*Excerpted passage*:
################
Originally Posted By: haertig
However, I feel that the families/friends/survivors who requested the rescue should be billed for the costs. UNLESS this is a normally taxpayer funded operation (e.g., like a town fire department - your taxes pay for them, not individual bills for those who actually have fires), or the climbers had some kind of "insurance" (e.g., here in Colorado when you buy a fishing license, a certain protion of that fee - which is mandatory - goes for "rescue insurance"). But barring these caviots, you put the burden of survival on yourself when you undertake any activity. If you ask for help with no previous arrangements to cover the cost of that help, you should be responsible for paying for it.


I strenuously disagree.

The rescue teams on Mt. Hood are predominately volunteers. The helicopter and plane flights are factored as training that the National Guard, et.al. need anyway to maintain readiness.

We all pay taxes for services we'll never use that are intended for people in situations we pray that we and our friends and family will never find ourselves in.

These climbers engaged in a high-risk activity. One at which they are very experienced and were apparently reasonably well equipped (we're all being presumptuous here) .

I don't think their climb up Mt. Hood was higher risk than James Kim's ill-fated drive into the coastal mountains a few years ago. Or the trips all kinds of people take in dangerous conditions, often driving poorly-equipped or maintained vehicles.
################
*Stored data*:

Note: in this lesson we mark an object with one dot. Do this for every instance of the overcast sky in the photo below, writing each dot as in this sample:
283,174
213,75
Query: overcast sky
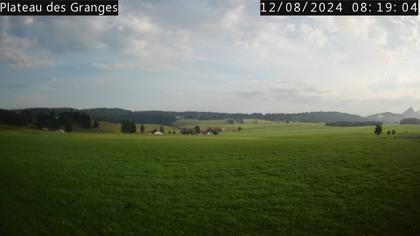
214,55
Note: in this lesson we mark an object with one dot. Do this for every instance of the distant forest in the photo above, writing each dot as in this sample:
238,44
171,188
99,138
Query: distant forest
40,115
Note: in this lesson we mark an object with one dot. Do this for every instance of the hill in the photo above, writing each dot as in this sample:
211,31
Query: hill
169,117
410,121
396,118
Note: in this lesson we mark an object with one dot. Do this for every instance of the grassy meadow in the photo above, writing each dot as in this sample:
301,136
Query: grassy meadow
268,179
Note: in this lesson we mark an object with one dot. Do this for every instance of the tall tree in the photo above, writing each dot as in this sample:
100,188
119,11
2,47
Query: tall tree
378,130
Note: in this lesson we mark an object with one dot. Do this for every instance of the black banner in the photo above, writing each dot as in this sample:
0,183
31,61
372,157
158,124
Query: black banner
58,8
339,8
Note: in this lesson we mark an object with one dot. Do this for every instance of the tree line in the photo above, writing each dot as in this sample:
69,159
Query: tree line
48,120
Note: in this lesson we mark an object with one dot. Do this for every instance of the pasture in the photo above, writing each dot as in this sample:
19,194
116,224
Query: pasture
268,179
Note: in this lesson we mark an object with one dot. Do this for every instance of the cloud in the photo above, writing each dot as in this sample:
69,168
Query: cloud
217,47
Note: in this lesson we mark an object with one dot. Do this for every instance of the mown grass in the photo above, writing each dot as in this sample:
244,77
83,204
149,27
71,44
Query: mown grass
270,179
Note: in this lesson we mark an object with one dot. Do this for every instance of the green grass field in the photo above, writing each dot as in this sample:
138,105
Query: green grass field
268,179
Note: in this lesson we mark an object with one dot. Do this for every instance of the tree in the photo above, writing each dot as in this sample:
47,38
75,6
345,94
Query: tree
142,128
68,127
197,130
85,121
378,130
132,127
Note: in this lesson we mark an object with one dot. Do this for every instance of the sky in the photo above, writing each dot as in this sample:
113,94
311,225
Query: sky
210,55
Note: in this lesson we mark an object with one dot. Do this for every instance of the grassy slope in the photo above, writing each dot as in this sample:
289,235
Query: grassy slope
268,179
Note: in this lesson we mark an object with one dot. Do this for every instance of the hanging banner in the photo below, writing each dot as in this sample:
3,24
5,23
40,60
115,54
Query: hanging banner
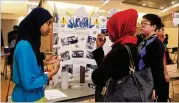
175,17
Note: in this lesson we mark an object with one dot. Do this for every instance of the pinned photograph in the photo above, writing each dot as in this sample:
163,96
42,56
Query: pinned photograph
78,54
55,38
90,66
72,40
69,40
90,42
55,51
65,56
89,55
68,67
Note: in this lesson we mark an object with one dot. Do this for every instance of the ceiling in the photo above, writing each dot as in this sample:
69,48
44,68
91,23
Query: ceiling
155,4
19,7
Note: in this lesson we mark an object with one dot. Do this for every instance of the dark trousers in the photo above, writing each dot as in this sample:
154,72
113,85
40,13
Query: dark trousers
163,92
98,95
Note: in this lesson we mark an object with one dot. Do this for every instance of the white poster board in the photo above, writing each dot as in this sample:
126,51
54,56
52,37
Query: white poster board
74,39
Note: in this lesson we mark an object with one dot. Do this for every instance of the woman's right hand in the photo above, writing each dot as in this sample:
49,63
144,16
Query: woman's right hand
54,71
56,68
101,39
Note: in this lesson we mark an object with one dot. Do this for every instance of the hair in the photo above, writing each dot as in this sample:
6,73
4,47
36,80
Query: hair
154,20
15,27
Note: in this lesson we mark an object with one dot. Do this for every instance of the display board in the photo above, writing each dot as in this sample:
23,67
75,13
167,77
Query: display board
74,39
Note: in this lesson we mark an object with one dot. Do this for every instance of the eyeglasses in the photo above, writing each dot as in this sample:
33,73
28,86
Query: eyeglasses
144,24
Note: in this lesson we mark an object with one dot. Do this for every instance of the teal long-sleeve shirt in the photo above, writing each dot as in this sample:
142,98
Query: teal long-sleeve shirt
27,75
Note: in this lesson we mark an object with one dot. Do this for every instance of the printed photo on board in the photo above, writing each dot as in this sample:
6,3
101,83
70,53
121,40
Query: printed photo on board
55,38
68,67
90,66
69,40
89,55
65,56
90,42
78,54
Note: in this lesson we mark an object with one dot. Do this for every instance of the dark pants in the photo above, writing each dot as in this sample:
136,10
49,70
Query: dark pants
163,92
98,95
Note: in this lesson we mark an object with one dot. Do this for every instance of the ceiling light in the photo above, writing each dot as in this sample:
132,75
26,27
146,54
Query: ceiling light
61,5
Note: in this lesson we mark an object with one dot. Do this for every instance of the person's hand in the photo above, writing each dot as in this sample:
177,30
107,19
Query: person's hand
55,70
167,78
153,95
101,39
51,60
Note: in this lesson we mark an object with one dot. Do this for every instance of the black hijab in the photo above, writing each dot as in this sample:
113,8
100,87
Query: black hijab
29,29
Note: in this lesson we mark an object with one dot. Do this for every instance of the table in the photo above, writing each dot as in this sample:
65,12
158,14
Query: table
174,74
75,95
################
*Exercise details*:
Answer these questions using the Mt. Hood rescue discussion:
1. In Colorado, a mandatory part of the fee for what purchase goes to rescue insurance?
2. Who mostly makes up the rescue teams on Mt. Hood?
3. Whose drive into the coastal mountains is compared with the climbers' climb up Mt. Hood?

*Exercise solution*:
1. A fishing license.
2. Volunteers.
3. James Kim's.